**REQUIRED TASK**
Would you quote the material below in full and unchanged?

Point labeling examples
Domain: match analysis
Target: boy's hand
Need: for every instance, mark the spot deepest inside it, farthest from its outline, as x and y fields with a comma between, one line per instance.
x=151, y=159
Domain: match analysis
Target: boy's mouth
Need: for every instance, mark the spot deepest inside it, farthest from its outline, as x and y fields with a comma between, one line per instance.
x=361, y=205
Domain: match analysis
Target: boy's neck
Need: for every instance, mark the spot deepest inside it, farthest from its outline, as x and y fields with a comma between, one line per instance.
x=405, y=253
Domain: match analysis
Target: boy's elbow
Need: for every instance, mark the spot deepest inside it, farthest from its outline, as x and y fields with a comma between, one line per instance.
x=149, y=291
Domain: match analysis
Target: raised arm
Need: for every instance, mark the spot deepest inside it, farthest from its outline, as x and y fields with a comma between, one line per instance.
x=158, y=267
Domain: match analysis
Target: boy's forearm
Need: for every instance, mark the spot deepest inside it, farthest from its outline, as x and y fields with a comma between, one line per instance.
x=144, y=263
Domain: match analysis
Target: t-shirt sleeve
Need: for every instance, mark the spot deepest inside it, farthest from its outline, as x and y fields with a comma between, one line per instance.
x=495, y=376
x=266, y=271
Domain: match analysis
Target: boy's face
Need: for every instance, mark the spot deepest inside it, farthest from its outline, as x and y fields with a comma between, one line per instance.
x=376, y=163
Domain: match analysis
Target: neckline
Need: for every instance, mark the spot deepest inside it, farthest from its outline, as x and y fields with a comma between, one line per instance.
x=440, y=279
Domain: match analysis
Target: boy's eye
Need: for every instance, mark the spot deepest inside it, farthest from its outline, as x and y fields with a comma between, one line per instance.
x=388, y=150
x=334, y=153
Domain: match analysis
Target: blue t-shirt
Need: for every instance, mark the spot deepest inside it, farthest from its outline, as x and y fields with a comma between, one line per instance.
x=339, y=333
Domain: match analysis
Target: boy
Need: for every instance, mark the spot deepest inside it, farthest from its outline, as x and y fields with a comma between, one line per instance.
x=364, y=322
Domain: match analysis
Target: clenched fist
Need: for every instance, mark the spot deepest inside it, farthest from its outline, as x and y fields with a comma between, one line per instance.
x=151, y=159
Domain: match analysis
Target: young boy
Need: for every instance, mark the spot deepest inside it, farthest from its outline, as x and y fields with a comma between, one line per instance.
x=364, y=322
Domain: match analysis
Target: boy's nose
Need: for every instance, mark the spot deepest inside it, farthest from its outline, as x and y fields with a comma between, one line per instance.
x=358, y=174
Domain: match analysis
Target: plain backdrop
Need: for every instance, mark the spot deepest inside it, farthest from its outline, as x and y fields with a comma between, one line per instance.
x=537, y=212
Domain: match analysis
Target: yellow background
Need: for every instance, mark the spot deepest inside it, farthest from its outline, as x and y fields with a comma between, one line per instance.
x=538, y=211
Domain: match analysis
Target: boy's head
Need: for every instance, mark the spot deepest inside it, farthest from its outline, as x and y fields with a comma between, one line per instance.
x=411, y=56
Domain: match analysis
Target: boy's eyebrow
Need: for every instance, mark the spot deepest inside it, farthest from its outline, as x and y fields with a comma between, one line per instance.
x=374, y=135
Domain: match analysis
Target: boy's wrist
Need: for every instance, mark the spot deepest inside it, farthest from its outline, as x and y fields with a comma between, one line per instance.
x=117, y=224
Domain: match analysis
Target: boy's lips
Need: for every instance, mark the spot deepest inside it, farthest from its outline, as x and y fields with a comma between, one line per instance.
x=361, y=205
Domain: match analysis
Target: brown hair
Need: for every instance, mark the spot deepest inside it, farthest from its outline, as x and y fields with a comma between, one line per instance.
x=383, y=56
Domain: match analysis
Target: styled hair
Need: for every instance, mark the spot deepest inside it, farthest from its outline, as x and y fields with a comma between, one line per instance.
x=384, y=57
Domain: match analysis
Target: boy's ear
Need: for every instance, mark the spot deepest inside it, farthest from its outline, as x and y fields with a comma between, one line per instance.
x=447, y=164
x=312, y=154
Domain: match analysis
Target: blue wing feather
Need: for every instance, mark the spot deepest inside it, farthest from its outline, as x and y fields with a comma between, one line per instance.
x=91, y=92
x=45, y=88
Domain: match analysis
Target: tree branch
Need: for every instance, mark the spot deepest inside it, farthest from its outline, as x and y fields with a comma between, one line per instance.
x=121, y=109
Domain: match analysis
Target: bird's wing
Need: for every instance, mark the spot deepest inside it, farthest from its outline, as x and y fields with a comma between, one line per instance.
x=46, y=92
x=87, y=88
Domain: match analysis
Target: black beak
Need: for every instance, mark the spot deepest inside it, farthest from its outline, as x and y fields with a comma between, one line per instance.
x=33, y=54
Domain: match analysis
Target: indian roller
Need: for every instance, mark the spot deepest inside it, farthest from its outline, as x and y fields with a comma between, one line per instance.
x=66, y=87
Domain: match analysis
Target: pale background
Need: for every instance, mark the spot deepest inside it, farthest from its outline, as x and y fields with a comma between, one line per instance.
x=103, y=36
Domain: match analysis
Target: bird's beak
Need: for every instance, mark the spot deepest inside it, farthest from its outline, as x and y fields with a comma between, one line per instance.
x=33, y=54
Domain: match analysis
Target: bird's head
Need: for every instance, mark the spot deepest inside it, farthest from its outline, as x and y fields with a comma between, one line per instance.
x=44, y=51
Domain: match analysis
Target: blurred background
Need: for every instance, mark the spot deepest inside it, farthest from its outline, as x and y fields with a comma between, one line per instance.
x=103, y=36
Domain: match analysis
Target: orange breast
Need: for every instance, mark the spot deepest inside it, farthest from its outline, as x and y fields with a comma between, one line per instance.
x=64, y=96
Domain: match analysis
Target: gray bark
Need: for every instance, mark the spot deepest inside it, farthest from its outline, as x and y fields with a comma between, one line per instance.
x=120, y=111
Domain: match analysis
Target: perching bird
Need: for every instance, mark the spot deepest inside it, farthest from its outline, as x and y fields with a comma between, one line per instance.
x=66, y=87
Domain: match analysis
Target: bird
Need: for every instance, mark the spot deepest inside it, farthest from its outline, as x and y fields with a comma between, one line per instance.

**WRITTEN ANSWER**
Domain: match analysis
Target: boy's hand
Need: for every instance, mark the spot deepest inside it, farthest from its outline, as x and y fields with a comma between, one line per instance.
x=151, y=159
Domain: match analysis
Target: boy's mouth
Need: for every instance, mark the spot deepest inside it, farthest from its outline, as x and y fields with a comma between, one line per instance.
x=361, y=205
Domain: match analysis
Target: boy's neck
Need: for every instance, mark the spot deepest inside it, farthest from its outline, as x and y fields with a comma between, one line per instance.
x=405, y=253
Domain: match analysis
Target: boy's elbow
Need: for every instance, mark the spot deepest inside it, farthest from its outline, as x and y fields with a comma between, one line per instance.
x=149, y=291
Domain: match analysis
Target: raised arm
Need: for every instance, mark the spot deepest inside it, farthest from its outline, as x and y fields with a comma between, one line per instance.
x=158, y=267
Domain: match analysis
Target: boy's forearm
Need: for every instance, mark the spot deepest inside it, farthest from its outline, as x and y fields with a comma between, one line per instance.
x=144, y=263
Domain: match analysis
Target: t-shirt sleeve
Need: for every instance, mark the spot deepest inside it, farthest from its outline, as x and y fields with a comma between, one line per instance.
x=495, y=376
x=266, y=271
Domain: match analysis
Target: boy's face
Need: for every instance, mark the spot deepest inside it, farthest from its outline, as x and y fields with a comma between, one line per instance.
x=376, y=163
Domain: match analysis
Target: neckline
Need: for every instance, mark the spot deepest inside it, farthest from its outline, as x and y fields with a comma between, one line per instance.
x=440, y=279
Domain: match analysis
Target: boy's eye
Need: for every instance, mark the spot deepest inside it, farthest from its outline, as x and y fields with a comma between, one line per instance.
x=388, y=150
x=334, y=153
Domain: match analysis
Target: blue t-shirt
Need: for every instance, mark the spot deepest inside it, farthest from its outline, as x and y fields with a comma between, one line per instance.
x=339, y=333
Domain: match analysis
Target: boy
Need: for every instance, mark the spot deepest inside it, farthest from its outline, as x and y fields with a comma between, one line per instance.
x=364, y=322
Domain: match analysis
Target: clenched fist
Need: for every instance, mark the spot deepest inside it, farthest from its outline, as x and y fields with a comma between, one line per instance.
x=151, y=159
Domain: match analysis
Target: young boy
Need: for every instance, mark the spot deepest inside it, farthest from its outline, as x and y fields with a comma between, one line per instance.
x=364, y=322
Domain: match analysis
Target: boy's nose
Need: for every instance, mark the spot deepest inside it, farthest from its outline, as x and y fields with a comma between, one line per instance.
x=358, y=174
Domain: match analysis
Target: plain backdrop
Need: for every instance, mark the spot deepest inside it, farthest from its outline, as x and y fields with a comma between, one line per instance.
x=537, y=212
Domain: match analysis
Target: yellow background
Need: for every instance, mark the spot deepest inside it, farthest from its outline, as x and y fields with a comma between, one line per instance.
x=538, y=211
Domain: match analysis
Target: boy's head
Need: for every instance, mark the spot deepest inside it, farthest from its outline, as x and y fields with a comma between, one line per instance.
x=411, y=56
Domain: match analysis
Target: boy's eyebrow
Need: for every instance, mark the spot deepest inside it, farthest from its outline, as x and y fields with a comma between, one line per instance.
x=374, y=135
Domain: match analysis
Target: boy's wrist
Need: for every instance, mark the spot deepest inside it, farthest from its outline, as x and y fields with a comma between, one line per instance.
x=117, y=224
Domain: match analysis
Target: boy's lips
Need: for every instance, mark the spot deepest inside it, farthest from its outline, as x and y fields with a comma between, one line per instance.
x=361, y=205
Domain: match analysis
Target: brown hair
Need: for every instance, mark the spot deepest inside it, farthest from its outline, as x and y fields with a comma between, one line per instance.
x=383, y=56
Domain: match analysis
Target: styled hair
Need: for every instance, mark the spot deepest inside it, farthest from its outline, as x and y fields with a comma between, one line per instance.
x=384, y=57
Domain: match analysis
Target: boy's ear
Need: for every instance, mark the spot deepest inside it, farthest from its outline, as x and y fields with a comma between, one line per instance.
x=447, y=164
x=312, y=154
Domain: match analysis
Target: blue wing feather
Need: for every instance, mark the spot deepest inside it, farthest from its outline, as x and y fields with a comma between, one line per instance.
x=91, y=92
x=45, y=88
Domain: match analysis
Target: tree branch
Need: for every instance, mark the spot deepest inside it, farthest from its outline, as x and y fields with a comma between, one line per instance.
x=121, y=109
Domain: match analysis
Target: bird's wing
Need: for every instance, mark the spot deepest inside it, farthest from its outline, as x and y fields with a comma between, one line per instance.
x=46, y=92
x=87, y=88
Domain: match analysis
Target: black beak
Need: for every instance, mark the spot deepest inside it, farthest from its outline, as x and y fields with a comma between, one line per instance.
x=33, y=54
Domain: match analysis
Target: indian roller
Need: for every instance, mark the spot deepest inside it, farthest from its outline, as x and y fields with a comma between, one line per instance.
x=66, y=87
Domain: match analysis
Target: pale background
Need: for every instance, mark the spot deepest inside it, farthest from its outline, as x and y fields with a comma between, one line per instance.
x=103, y=36
Domain: match analysis
Target: bird's beak
Need: for every instance, mark the spot deepest inside it, farthest from its outline, as x and y fields with a comma between, one line per instance.
x=33, y=54
Domain: match analysis
Target: bird's head
Need: for every instance, mark the spot deepest inside it, farthest from its outline, as x and y fields with a comma between, one line per instance.
x=44, y=51
Domain: match analysis
Target: blurred background
Need: for every instance, mark the spot deepest inside it, farthest from its outline, as x and y fields with a comma between, one line per instance.
x=103, y=36
Domain: match analysis
Target: orange breast
Need: for every instance, mark the spot deepest inside it, farthest from its outline, as x and y fields with a comma between, one line per instance.
x=64, y=96
Domain: match analysis
Target: gray bark
Need: for every instance, mark the spot deepest inside it, farthest from its outline, as x and y fields with a comma between, one line per instance.
x=120, y=111
Domain: match analysis
Target: perching bird
Need: for every instance, mark the spot deepest inside it, farthest from its outline, as x and y fields with a comma between, one line per instance.
x=66, y=87
Domain: match analysis
Target: bird
Need: for every instance, mark the spot deepest inside it, farthest from its outline, as x and y fields with a comma between, one line per instance.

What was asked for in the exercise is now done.